(Named-object pointing records)
■ ■ ■ ■ ■
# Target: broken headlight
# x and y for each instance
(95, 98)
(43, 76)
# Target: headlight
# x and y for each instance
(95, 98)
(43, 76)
■ ■ ■ ■ ■
WHAT TO DO:
Reproduce every line of these records, requests included. Rescale each coordinate in the answers by multiplying it by 2.55 and rounding to the nearest whole number, with halves going up.

EXERCISE RESULT:
# Target: broken headlight
# x and y for each instance
(242, 250)
(110, 194)
# Target: headlight
# x and y for each instance
(242, 250)
(110, 194)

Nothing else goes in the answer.